### TASK GOAL
Copy the following lines exactly as they appear.

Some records
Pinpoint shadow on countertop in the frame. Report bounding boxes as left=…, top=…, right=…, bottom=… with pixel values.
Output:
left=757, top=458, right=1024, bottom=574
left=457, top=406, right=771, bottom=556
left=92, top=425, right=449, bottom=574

### TASK ANSWER
Pinpoint shadow on countertop in the frame. Report bounding boxes as left=…, top=…, right=…, bottom=… with pixel values.
Output:
left=757, top=458, right=1024, bottom=574
left=457, top=406, right=771, bottom=556
left=92, top=425, right=449, bottom=574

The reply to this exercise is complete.